## [HOW TO COMPLETE THIS TASK]
Filter the entries, keeping every line with the word "bowl".

──────────────────────────────

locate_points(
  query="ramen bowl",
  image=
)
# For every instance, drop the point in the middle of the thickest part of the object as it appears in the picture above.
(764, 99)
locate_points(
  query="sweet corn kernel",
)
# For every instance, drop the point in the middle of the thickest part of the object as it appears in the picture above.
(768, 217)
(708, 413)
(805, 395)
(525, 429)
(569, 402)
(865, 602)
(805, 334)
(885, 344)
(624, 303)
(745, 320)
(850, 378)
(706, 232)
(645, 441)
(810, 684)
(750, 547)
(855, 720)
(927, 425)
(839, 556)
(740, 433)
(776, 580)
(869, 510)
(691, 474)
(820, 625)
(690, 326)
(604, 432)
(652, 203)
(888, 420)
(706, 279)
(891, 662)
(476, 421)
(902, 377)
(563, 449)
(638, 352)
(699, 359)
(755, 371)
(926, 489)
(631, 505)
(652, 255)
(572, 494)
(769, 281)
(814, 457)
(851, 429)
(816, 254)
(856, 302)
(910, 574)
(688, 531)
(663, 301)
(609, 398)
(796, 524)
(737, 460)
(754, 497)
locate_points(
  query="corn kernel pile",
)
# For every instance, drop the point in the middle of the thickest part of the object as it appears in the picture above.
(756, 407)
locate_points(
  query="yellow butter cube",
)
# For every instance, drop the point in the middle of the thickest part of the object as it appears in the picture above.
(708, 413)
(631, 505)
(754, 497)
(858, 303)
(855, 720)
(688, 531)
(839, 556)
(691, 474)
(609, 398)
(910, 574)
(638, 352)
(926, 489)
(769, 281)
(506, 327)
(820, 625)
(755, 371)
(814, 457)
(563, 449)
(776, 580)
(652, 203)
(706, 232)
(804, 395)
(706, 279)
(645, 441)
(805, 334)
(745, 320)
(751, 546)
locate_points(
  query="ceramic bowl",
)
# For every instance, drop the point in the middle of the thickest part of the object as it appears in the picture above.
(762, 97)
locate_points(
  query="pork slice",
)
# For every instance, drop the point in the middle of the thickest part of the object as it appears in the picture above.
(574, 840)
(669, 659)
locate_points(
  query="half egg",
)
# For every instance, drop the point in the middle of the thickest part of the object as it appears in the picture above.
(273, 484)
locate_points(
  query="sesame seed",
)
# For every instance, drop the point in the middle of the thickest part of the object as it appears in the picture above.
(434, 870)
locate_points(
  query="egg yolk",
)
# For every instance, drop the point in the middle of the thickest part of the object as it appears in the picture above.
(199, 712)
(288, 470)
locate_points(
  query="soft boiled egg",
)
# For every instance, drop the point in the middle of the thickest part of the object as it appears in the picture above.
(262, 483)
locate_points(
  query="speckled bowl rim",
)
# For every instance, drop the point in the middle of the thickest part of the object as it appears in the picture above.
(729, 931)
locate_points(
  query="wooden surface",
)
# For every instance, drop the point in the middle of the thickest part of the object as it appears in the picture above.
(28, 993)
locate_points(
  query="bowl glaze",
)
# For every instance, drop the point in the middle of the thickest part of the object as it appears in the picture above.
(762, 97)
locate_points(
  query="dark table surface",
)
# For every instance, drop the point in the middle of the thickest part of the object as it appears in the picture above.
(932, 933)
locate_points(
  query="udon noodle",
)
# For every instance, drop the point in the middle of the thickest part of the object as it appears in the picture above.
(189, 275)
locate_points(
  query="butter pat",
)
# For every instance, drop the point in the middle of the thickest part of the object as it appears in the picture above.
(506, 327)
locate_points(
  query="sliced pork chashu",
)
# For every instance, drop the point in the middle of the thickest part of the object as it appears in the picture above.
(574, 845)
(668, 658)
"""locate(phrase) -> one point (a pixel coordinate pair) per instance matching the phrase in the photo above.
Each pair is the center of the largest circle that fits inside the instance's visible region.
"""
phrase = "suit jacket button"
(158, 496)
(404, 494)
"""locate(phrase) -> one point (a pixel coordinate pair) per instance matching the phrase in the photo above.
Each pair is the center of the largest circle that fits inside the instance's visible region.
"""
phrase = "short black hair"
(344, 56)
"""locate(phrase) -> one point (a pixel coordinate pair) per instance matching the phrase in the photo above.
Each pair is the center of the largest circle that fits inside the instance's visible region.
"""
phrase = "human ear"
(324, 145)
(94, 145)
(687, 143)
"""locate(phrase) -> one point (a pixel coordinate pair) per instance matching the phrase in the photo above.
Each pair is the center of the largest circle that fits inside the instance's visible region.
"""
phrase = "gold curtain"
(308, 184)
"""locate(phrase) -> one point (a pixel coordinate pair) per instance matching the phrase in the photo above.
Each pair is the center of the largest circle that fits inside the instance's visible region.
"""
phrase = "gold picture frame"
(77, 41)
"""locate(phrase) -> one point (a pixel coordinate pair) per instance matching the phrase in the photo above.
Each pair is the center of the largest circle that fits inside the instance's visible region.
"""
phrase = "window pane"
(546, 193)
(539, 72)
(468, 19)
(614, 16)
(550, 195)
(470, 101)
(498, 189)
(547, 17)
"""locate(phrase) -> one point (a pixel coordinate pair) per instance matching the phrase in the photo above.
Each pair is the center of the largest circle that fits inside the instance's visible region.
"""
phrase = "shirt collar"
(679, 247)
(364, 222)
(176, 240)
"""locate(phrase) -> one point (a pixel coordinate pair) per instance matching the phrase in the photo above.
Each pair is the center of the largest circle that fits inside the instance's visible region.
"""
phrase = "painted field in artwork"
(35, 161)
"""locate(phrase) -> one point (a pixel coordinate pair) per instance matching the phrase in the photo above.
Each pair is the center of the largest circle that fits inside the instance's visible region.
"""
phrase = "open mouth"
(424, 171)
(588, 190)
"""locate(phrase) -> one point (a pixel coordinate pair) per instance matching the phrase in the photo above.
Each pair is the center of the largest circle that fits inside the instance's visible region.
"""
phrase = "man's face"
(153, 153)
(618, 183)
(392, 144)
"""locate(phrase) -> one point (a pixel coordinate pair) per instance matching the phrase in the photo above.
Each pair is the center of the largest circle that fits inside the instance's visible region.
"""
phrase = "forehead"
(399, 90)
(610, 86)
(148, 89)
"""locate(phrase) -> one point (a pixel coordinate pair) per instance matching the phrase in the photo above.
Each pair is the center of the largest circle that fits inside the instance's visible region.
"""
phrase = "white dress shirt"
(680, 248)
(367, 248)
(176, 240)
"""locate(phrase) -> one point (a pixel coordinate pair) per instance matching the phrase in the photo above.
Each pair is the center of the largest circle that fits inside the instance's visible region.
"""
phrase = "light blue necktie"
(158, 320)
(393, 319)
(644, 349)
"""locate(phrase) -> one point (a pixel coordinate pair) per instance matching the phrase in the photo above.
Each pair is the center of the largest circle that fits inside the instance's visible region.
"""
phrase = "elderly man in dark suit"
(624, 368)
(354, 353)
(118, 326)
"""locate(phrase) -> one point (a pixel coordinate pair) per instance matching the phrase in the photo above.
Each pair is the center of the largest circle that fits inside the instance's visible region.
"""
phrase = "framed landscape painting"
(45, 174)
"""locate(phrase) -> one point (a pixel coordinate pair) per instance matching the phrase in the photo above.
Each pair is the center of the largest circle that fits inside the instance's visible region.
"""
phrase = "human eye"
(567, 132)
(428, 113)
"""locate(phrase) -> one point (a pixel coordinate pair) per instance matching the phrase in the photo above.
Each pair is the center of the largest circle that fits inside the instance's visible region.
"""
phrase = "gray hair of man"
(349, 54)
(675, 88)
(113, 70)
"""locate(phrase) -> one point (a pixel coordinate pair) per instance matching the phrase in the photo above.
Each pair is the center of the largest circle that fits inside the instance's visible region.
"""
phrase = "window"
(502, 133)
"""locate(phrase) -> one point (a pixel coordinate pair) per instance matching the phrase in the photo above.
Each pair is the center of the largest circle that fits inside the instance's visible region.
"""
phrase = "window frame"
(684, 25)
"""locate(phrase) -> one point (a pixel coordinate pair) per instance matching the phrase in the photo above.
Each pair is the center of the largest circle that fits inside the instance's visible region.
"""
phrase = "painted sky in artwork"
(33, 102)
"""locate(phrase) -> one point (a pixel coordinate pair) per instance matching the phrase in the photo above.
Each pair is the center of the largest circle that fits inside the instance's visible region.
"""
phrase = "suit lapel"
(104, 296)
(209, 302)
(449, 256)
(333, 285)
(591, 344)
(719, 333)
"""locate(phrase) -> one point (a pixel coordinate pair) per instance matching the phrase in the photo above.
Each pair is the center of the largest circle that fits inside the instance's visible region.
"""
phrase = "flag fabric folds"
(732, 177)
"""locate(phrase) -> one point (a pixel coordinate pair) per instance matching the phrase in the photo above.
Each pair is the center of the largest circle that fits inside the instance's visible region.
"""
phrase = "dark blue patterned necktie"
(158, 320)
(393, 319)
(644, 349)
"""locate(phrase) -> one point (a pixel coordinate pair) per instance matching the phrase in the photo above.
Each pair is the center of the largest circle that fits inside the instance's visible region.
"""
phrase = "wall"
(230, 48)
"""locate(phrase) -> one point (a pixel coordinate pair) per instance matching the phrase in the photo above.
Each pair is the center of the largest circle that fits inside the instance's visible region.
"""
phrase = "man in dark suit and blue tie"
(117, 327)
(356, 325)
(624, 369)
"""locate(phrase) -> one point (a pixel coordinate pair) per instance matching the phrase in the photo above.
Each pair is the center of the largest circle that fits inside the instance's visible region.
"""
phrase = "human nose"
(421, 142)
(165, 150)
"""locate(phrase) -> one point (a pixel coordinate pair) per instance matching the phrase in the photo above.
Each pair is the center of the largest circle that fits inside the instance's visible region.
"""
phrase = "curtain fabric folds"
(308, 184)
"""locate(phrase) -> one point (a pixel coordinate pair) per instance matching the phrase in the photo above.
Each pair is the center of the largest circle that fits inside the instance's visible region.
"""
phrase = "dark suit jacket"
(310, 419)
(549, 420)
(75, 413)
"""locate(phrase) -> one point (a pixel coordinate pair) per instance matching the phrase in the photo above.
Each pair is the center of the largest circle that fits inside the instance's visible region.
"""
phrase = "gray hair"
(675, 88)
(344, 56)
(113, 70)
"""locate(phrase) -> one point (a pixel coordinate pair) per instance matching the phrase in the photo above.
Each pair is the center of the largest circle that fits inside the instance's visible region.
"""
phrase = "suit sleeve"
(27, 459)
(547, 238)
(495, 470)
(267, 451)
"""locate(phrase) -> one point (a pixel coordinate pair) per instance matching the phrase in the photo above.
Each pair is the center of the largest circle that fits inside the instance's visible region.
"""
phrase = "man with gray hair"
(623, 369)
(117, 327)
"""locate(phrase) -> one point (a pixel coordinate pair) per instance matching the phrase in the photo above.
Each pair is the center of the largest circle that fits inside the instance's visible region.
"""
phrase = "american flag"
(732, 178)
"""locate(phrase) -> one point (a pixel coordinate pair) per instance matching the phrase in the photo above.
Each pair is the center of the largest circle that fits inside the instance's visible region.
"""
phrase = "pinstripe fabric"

──────────────────────────────

## [EXERCISE OUTPUT]
  query="ramen bowl",
  query="ceramic bowl",
  query="speckled bowl rim",
  query="bowl glaze",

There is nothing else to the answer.